Task brief -> Write out exactly, with no other output, the lines below from the one that contains "Indicate every instance of the paved" through the end.

Records supplied ->
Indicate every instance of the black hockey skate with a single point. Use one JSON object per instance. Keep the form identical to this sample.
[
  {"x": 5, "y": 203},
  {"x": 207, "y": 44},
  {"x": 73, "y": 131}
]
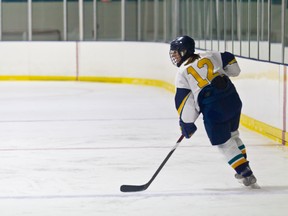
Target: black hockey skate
[{"x": 249, "y": 181}]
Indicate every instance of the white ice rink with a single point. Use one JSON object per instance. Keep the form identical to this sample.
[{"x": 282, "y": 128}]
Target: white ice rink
[{"x": 67, "y": 147}]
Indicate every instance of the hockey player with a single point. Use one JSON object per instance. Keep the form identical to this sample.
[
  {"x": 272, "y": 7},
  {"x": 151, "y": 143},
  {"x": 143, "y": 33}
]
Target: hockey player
[{"x": 203, "y": 86}]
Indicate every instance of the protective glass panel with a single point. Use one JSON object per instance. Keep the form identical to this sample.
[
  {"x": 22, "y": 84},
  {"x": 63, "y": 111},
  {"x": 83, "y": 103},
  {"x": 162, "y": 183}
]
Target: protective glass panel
[
  {"x": 47, "y": 20},
  {"x": 14, "y": 28}
]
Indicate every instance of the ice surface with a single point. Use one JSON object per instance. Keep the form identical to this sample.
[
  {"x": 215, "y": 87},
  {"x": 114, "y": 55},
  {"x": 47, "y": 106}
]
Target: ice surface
[{"x": 67, "y": 147}]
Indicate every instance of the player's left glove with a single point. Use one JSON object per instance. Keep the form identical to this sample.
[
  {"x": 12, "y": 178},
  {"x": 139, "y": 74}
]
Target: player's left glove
[{"x": 187, "y": 129}]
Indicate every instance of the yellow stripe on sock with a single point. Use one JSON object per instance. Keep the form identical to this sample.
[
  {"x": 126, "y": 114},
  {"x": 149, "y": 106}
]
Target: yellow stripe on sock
[{"x": 238, "y": 162}]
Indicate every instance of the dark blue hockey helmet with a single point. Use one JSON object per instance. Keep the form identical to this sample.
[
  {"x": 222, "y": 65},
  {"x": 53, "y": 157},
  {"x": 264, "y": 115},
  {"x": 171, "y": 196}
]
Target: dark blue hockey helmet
[{"x": 181, "y": 49}]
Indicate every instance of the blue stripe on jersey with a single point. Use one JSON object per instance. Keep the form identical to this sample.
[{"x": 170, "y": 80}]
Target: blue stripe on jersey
[
  {"x": 180, "y": 98},
  {"x": 227, "y": 57}
]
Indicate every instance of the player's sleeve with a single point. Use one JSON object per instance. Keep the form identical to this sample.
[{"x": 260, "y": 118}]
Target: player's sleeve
[
  {"x": 230, "y": 65},
  {"x": 184, "y": 101}
]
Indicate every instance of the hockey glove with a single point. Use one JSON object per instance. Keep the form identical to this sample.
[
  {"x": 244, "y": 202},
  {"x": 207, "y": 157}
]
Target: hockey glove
[{"x": 187, "y": 129}]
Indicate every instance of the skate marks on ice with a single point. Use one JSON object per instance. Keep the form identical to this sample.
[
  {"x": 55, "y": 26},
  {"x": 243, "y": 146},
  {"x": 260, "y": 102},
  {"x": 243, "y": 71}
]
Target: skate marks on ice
[{"x": 209, "y": 192}]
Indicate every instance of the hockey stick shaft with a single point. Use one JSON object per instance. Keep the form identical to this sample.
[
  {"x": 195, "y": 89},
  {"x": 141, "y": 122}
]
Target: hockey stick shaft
[{"x": 136, "y": 188}]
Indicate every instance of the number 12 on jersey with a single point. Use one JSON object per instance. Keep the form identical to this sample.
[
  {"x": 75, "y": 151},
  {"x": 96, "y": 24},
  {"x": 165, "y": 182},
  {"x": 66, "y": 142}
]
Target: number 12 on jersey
[{"x": 202, "y": 82}]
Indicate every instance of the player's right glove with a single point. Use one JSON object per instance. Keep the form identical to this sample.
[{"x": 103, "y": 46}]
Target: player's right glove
[{"x": 187, "y": 129}]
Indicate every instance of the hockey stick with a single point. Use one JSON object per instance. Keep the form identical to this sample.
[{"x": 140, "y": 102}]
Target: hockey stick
[{"x": 136, "y": 188}]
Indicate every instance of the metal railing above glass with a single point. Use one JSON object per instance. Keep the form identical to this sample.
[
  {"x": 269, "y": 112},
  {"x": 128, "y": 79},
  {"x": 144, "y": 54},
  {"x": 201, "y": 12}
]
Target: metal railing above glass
[{"x": 250, "y": 28}]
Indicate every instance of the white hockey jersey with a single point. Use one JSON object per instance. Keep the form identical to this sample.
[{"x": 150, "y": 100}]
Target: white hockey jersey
[{"x": 193, "y": 77}]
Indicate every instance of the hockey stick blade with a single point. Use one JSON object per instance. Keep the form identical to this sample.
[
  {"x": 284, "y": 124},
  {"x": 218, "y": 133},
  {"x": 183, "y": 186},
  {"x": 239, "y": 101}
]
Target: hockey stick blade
[
  {"x": 133, "y": 188},
  {"x": 137, "y": 188}
]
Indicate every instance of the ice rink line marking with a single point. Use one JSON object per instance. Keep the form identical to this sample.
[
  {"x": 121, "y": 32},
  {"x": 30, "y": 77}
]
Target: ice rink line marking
[
  {"x": 110, "y": 148},
  {"x": 84, "y": 120},
  {"x": 239, "y": 192}
]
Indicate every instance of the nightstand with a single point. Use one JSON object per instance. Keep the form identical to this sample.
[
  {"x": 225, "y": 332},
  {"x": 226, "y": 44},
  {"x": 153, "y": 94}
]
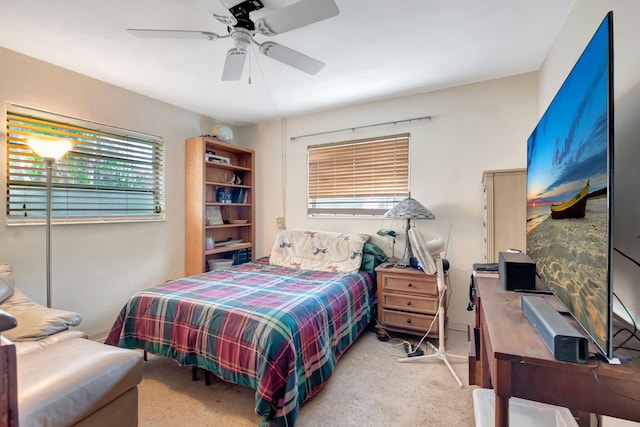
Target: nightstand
[{"x": 407, "y": 300}]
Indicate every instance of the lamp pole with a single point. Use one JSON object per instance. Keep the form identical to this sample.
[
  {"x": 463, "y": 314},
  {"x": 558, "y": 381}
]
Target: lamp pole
[
  {"x": 49, "y": 149},
  {"x": 49, "y": 162}
]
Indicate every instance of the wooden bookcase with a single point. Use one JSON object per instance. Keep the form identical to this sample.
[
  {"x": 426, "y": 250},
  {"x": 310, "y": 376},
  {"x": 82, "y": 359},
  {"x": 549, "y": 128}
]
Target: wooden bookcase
[{"x": 209, "y": 188}]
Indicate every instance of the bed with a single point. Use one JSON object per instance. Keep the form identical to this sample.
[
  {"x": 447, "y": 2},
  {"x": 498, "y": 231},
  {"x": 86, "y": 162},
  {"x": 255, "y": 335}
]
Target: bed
[{"x": 272, "y": 325}]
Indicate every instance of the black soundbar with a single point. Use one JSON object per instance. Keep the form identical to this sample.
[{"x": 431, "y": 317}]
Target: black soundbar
[{"x": 562, "y": 339}]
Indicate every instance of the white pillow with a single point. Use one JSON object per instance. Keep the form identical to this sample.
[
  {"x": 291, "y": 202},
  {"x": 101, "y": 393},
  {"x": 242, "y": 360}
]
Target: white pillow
[
  {"x": 318, "y": 250},
  {"x": 7, "y": 282},
  {"x": 34, "y": 320}
]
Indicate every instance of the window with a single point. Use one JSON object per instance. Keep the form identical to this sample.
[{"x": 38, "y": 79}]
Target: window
[
  {"x": 358, "y": 178},
  {"x": 109, "y": 174}
]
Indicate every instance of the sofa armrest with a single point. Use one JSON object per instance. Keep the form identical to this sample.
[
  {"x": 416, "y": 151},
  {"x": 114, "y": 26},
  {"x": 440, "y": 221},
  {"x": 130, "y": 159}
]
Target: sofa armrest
[
  {"x": 7, "y": 321},
  {"x": 35, "y": 321}
]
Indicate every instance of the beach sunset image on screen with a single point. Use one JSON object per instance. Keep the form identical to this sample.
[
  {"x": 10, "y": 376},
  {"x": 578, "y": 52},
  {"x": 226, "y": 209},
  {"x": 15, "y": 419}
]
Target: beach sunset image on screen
[{"x": 567, "y": 190}]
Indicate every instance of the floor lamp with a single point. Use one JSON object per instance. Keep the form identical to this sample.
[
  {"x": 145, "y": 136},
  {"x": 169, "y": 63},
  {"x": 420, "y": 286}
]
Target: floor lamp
[
  {"x": 429, "y": 255},
  {"x": 408, "y": 209},
  {"x": 50, "y": 149}
]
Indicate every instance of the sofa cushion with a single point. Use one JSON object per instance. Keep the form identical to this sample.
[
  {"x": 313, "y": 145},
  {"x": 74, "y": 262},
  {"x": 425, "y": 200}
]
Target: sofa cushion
[
  {"x": 318, "y": 250},
  {"x": 7, "y": 282},
  {"x": 64, "y": 383},
  {"x": 34, "y": 320},
  {"x": 26, "y": 347}
]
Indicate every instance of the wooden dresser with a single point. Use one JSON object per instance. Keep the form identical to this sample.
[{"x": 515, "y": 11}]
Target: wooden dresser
[{"x": 407, "y": 301}]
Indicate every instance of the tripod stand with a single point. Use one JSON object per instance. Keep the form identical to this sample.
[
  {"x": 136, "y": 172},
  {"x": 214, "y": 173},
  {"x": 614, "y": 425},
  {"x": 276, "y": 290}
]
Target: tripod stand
[{"x": 439, "y": 352}]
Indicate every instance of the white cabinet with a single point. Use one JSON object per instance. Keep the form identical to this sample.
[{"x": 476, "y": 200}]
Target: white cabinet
[{"x": 505, "y": 211}]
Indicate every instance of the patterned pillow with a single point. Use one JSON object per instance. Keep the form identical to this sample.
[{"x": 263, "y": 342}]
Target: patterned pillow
[{"x": 318, "y": 250}]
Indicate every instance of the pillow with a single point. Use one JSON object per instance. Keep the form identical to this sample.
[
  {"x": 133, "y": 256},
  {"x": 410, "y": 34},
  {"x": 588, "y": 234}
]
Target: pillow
[
  {"x": 372, "y": 257},
  {"x": 7, "y": 282},
  {"x": 34, "y": 320},
  {"x": 318, "y": 250}
]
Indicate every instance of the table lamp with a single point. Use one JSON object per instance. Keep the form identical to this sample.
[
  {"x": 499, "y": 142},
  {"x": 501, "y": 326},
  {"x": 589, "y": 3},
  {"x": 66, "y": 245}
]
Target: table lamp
[{"x": 408, "y": 209}]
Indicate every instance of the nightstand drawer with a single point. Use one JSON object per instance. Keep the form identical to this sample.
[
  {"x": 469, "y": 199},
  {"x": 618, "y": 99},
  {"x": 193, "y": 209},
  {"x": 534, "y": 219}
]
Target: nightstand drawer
[
  {"x": 413, "y": 321},
  {"x": 407, "y": 302},
  {"x": 415, "y": 284}
]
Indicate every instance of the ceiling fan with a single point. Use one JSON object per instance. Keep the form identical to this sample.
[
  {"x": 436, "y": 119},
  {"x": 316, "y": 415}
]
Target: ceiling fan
[{"x": 241, "y": 28}]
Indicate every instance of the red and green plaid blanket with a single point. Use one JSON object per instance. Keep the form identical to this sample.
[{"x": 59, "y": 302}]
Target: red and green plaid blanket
[{"x": 277, "y": 330}]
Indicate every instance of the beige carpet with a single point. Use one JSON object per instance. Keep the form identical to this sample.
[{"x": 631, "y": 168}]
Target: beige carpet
[{"x": 369, "y": 387}]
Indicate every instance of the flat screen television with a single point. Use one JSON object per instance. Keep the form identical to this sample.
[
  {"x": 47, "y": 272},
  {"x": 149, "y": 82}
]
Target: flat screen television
[{"x": 569, "y": 190}]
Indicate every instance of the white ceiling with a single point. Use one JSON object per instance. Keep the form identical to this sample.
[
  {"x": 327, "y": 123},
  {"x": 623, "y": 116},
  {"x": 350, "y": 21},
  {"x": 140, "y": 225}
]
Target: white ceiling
[{"x": 374, "y": 49}]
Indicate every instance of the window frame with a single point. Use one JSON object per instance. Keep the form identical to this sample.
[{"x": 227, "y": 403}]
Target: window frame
[
  {"x": 369, "y": 176},
  {"x": 110, "y": 175}
]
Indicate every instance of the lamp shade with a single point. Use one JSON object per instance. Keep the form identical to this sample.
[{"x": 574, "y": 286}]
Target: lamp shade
[
  {"x": 49, "y": 148},
  {"x": 409, "y": 208}
]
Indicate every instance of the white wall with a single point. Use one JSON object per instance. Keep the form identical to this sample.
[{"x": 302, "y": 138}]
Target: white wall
[
  {"x": 96, "y": 267},
  {"x": 473, "y": 128}
]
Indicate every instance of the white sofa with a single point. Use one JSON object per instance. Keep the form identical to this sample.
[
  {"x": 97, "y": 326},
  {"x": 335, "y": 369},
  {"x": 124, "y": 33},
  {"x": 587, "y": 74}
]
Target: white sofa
[{"x": 64, "y": 379}]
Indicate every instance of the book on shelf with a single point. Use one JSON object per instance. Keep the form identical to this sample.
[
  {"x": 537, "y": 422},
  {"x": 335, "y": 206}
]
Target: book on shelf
[
  {"x": 486, "y": 270},
  {"x": 239, "y": 195},
  {"x": 213, "y": 215}
]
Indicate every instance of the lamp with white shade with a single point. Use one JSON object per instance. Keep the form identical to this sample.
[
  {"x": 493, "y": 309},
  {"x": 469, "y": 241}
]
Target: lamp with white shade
[
  {"x": 408, "y": 209},
  {"x": 429, "y": 254},
  {"x": 50, "y": 149}
]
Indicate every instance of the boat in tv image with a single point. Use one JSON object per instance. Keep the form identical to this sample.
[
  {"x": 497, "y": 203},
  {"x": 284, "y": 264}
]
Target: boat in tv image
[
  {"x": 573, "y": 208},
  {"x": 568, "y": 165}
]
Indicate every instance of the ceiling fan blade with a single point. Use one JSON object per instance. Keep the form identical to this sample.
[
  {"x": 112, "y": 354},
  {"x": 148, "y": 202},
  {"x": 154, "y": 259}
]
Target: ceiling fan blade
[
  {"x": 291, "y": 57},
  {"x": 297, "y": 15},
  {"x": 219, "y": 11},
  {"x": 234, "y": 64},
  {"x": 173, "y": 34}
]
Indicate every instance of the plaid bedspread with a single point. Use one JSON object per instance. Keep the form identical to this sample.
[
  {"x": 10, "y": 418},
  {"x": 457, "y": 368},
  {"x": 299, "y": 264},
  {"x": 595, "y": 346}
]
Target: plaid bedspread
[{"x": 277, "y": 330}]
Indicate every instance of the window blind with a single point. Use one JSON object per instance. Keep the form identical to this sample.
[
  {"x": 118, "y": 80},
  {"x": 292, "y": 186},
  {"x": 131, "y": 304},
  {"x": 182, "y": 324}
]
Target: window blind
[
  {"x": 109, "y": 174},
  {"x": 360, "y": 177}
]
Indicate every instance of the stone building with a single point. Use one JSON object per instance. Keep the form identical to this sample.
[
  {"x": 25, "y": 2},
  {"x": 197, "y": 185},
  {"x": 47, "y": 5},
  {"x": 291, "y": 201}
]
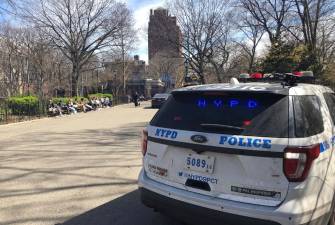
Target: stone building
[
  {"x": 164, "y": 38},
  {"x": 164, "y": 34}
]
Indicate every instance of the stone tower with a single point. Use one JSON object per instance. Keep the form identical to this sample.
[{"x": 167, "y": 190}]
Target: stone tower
[{"x": 164, "y": 34}]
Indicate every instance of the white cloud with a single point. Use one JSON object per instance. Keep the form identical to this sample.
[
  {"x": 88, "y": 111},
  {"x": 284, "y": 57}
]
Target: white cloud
[{"x": 141, "y": 16}]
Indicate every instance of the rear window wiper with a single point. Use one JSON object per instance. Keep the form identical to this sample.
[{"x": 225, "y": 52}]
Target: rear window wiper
[{"x": 221, "y": 127}]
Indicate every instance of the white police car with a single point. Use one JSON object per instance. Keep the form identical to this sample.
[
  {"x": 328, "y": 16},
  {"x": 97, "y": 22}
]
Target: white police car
[{"x": 251, "y": 153}]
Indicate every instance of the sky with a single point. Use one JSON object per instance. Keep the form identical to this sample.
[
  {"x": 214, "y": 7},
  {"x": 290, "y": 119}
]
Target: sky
[{"x": 141, "y": 11}]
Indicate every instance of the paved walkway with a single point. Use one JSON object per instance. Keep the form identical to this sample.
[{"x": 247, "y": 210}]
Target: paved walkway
[{"x": 77, "y": 170}]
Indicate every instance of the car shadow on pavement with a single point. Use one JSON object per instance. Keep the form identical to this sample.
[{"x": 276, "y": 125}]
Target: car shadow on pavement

Solution to this exercise ->
Indicate every instance of the paved walkway with a single point. Use one JSON object per instance. Keep the form identical to this sample.
[{"x": 247, "y": 210}]
Target: paved walkway
[{"x": 77, "y": 170}]
Indicate every instance of the car shadow on pavement with a single point. Use one JSON object per instance. Keep the form identical to this sample.
[{"x": 276, "y": 125}]
Target: car shadow on pavement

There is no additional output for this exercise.